■ **WHAT TO WORK ON**: All the data should be transcribed exactly, with every line kept.

--- --- ---

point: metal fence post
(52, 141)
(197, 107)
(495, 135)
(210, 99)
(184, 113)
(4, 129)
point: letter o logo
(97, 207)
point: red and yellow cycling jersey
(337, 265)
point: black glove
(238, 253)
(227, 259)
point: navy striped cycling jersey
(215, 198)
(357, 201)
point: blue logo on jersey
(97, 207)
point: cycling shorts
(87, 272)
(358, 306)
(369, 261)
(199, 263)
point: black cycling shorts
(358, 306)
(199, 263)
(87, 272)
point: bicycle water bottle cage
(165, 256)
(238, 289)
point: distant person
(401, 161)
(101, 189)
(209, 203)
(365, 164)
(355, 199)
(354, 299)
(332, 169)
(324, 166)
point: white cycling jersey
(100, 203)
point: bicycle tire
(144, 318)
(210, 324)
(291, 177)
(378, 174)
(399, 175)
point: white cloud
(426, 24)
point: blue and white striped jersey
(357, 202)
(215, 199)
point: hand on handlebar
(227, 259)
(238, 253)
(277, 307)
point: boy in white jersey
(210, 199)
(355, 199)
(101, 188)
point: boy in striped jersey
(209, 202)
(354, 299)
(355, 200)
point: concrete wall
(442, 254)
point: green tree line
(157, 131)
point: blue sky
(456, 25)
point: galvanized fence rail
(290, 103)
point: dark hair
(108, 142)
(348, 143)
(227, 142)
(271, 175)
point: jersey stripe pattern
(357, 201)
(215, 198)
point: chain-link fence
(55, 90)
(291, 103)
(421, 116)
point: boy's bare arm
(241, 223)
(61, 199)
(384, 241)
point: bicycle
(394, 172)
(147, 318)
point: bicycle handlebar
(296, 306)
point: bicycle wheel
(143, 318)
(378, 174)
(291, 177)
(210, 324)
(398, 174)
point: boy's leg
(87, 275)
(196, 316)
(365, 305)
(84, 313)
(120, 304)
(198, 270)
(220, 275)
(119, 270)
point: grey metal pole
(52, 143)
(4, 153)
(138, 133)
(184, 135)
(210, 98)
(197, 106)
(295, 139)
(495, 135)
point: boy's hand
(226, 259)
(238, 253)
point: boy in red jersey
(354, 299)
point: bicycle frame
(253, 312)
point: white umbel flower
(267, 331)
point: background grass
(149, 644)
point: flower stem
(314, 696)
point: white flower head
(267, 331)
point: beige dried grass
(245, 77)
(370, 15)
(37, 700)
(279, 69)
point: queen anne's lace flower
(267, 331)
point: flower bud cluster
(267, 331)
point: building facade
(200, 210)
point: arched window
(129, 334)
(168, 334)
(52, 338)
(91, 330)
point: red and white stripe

--- --- ---

■ **EXERCISE SOLUTION**:
point: metal fence post
(52, 141)
(197, 107)
(495, 135)
(210, 99)
(184, 113)
(4, 129)
point: letter o logo
(97, 207)
point: red and yellow cycling jersey
(337, 265)
point: black glove
(238, 253)
(227, 259)
point: navy striped cycling jersey
(215, 198)
(357, 201)
point: blue logo on jersey
(97, 207)
point: cycling shorts
(87, 272)
(358, 306)
(369, 261)
(199, 263)
point: black cycling shorts
(358, 306)
(199, 263)
(87, 272)
point: bicycle water bottle cage
(165, 256)
(238, 289)
point: distant person
(401, 161)
(101, 189)
(209, 203)
(365, 164)
(355, 199)
(354, 299)
(332, 169)
(324, 166)
point: white cycling jersey
(100, 203)
point: bicycle tire
(144, 318)
(210, 324)
(291, 177)
(378, 174)
(399, 175)
point: white cloud
(426, 24)
point: blue and white striped jersey
(357, 202)
(215, 199)
point: hand on handlebar
(227, 259)
(238, 253)
(277, 307)
point: boy in white jersey
(210, 199)
(355, 199)
(101, 188)
point: boy in striped jersey
(209, 202)
(354, 299)
(355, 200)
point: concrete wall
(442, 254)
point: green tree line
(157, 131)
point: blue sky
(456, 25)
point: galvanized fence rail
(290, 103)
point: dark hair
(108, 142)
(348, 143)
(227, 142)
(271, 175)
point: jersey stripe pattern
(357, 201)
(215, 198)
point: chain-link fence
(55, 90)
(291, 103)
(421, 116)
point: boy's bare arm
(241, 223)
(61, 199)
(384, 241)
point: bicycle
(394, 172)
(147, 318)
point: bicycle handlebar
(296, 306)
point: bicycle wheel
(143, 318)
(378, 174)
(291, 177)
(210, 324)
(398, 174)
point: boy's leg
(87, 275)
(196, 316)
(365, 305)
(84, 313)
(120, 304)
(198, 270)
(220, 275)
(119, 270)
point: grey metal pole
(52, 143)
(4, 153)
(138, 133)
(184, 135)
(210, 98)
(197, 106)
(295, 139)
(495, 135)
point: boy's hand
(226, 259)
(238, 253)
point: boy in red jersey
(354, 299)
point: bicycle frame
(253, 312)
point: white umbel flower
(267, 331)
point: background grass
(149, 644)
point: flower stem
(314, 696)
point: white flower head
(267, 331)
point: beige dried grass
(245, 77)
(370, 15)
(37, 700)
(279, 69)
point: queen anne's lace flower
(267, 331)
point: flower bud cluster
(267, 331)
point: building facade
(200, 210)
point: arched window
(129, 334)
(168, 334)
(52, 338)
(91, 330)
point: red and white stripe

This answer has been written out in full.